## BEGIN Extracted records

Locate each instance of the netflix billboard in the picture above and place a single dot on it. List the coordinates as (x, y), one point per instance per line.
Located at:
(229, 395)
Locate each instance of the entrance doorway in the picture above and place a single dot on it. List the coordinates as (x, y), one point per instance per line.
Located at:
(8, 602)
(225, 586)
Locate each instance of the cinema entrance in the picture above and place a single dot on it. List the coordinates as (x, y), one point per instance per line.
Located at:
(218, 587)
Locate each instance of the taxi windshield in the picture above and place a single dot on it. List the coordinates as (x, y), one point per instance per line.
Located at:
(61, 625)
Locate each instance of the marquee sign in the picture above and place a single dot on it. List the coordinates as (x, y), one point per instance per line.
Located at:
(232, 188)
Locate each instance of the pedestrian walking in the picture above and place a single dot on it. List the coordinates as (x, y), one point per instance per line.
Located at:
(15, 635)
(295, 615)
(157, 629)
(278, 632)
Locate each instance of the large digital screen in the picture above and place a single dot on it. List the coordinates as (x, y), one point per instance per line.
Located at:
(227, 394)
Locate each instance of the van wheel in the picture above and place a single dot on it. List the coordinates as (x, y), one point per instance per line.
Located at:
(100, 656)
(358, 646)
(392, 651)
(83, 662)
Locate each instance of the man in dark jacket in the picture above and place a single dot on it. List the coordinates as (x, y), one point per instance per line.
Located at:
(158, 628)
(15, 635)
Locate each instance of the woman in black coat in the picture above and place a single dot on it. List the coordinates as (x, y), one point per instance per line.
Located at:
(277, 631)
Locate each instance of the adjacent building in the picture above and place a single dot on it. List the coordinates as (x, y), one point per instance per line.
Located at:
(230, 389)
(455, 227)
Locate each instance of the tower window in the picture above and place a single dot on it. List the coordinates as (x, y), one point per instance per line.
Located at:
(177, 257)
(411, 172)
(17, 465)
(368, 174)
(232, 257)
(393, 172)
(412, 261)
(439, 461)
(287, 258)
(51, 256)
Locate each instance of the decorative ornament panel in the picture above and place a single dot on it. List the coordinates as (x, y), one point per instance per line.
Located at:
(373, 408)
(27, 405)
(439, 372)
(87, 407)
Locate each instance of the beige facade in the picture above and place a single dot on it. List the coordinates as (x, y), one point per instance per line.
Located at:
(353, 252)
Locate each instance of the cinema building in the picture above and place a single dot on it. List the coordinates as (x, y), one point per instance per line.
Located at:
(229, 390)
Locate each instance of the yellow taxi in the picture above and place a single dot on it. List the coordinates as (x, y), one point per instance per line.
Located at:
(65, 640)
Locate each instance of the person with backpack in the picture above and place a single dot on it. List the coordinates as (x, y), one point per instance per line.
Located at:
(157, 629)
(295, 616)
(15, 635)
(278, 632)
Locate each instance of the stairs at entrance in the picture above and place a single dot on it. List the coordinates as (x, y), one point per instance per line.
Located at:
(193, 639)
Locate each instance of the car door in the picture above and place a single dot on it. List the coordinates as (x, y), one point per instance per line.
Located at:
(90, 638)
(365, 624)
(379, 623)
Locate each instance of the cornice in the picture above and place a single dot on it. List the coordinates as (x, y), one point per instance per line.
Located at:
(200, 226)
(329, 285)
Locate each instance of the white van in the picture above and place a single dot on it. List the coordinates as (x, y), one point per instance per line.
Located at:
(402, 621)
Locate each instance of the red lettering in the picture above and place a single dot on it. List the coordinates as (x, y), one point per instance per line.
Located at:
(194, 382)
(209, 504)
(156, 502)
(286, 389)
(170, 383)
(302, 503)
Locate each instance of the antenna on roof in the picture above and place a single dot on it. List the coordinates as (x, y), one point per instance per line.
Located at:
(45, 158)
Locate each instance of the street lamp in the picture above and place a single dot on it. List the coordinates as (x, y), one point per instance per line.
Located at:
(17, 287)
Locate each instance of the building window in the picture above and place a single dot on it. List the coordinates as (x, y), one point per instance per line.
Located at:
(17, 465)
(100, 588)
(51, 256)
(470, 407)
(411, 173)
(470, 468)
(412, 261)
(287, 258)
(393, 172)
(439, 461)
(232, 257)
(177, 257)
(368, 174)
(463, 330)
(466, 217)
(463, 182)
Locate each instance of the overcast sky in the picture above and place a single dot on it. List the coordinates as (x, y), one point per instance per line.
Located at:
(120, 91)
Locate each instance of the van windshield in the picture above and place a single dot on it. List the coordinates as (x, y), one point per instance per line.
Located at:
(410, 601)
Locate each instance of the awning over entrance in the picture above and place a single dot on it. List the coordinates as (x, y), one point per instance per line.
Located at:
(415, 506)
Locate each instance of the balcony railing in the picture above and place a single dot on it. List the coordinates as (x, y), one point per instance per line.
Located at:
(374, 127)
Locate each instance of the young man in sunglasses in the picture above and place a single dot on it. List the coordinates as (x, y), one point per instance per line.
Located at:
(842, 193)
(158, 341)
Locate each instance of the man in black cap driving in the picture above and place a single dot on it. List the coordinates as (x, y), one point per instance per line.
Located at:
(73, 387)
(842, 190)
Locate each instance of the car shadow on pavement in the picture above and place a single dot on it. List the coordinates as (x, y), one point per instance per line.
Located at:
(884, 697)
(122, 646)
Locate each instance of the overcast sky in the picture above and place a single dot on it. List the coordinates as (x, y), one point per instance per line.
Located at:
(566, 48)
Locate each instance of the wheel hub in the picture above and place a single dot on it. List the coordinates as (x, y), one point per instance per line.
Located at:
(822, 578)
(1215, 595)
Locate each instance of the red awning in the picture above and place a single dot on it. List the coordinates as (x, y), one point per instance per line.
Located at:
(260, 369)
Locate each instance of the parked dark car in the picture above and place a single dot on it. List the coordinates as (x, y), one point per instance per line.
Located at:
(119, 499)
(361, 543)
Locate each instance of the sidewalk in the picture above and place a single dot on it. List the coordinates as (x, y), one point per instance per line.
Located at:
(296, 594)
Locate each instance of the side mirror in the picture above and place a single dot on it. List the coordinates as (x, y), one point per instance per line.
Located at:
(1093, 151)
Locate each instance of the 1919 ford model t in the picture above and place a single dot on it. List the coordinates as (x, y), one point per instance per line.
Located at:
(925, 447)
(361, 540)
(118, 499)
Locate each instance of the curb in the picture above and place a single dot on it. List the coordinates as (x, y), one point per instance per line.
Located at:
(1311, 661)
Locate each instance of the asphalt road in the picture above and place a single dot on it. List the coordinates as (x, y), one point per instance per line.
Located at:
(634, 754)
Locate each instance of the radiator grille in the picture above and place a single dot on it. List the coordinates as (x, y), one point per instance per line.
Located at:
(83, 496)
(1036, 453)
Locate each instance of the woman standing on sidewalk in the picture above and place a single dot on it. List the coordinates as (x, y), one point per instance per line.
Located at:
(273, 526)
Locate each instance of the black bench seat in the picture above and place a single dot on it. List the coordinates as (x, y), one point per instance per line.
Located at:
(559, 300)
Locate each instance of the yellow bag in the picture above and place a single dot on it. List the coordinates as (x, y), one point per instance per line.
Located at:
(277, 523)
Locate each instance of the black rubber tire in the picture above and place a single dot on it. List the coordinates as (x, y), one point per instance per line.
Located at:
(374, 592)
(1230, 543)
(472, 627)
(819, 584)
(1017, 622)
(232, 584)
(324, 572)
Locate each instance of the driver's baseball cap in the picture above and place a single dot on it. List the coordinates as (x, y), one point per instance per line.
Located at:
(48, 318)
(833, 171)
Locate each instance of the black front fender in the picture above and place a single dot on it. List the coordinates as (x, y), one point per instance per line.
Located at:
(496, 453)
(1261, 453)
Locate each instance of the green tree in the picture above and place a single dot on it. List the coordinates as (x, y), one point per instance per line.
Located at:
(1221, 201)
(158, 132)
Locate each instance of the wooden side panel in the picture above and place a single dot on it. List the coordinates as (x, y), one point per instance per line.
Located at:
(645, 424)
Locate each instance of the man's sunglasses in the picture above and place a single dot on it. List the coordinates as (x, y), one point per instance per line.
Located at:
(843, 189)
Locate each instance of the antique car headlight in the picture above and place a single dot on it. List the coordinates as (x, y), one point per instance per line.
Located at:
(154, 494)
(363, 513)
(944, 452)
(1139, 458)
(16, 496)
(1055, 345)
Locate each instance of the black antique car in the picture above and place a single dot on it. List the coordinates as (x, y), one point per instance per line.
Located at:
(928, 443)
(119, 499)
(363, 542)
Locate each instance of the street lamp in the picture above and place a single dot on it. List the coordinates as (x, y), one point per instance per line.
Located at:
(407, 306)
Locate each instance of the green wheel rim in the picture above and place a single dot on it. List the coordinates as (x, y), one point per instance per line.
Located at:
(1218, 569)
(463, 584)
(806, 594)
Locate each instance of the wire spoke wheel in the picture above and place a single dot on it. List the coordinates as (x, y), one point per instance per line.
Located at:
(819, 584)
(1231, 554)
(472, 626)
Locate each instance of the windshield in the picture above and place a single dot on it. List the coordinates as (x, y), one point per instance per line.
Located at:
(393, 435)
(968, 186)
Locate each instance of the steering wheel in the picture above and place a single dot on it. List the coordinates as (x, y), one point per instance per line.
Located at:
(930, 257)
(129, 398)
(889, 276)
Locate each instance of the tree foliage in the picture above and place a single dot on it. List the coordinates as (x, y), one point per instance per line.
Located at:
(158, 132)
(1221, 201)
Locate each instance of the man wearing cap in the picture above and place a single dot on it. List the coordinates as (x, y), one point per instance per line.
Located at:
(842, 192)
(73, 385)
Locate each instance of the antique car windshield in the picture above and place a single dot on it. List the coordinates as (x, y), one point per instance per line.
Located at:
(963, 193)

## END Extracted records

◆ **Problem requirements**:
Write out the lines above, starting at the line that contains "Locate each instance of the steering" and ending with the final line, and nothing else; copy them exactly.

◆ **Task result**:
Locate each instance of the steering wheel in the picture above and place a single dot on it. List the coordinates as (x, y), one point per instance per line.
Located at:
(930, 257)
(129, 398)
(889, 276)
Locate each instance of the tree foliage in the picture above and place a single dot on it. List the coordinates as (x, y), one point per instance per line.
Located at:
(158, 132)
(1221, 201)
Locate each instance of the man wearing cap in the picture above and place a single dot on it. List the coordinates as (x, y), one point per instance per line.
Located at:
(842, 192)
(73, 385)
Locate each instance of the antique car windshield in the picture above and place a single dot on it. List the coordinates as (x, y), one point per instance per line.
Located at:
(963, 193)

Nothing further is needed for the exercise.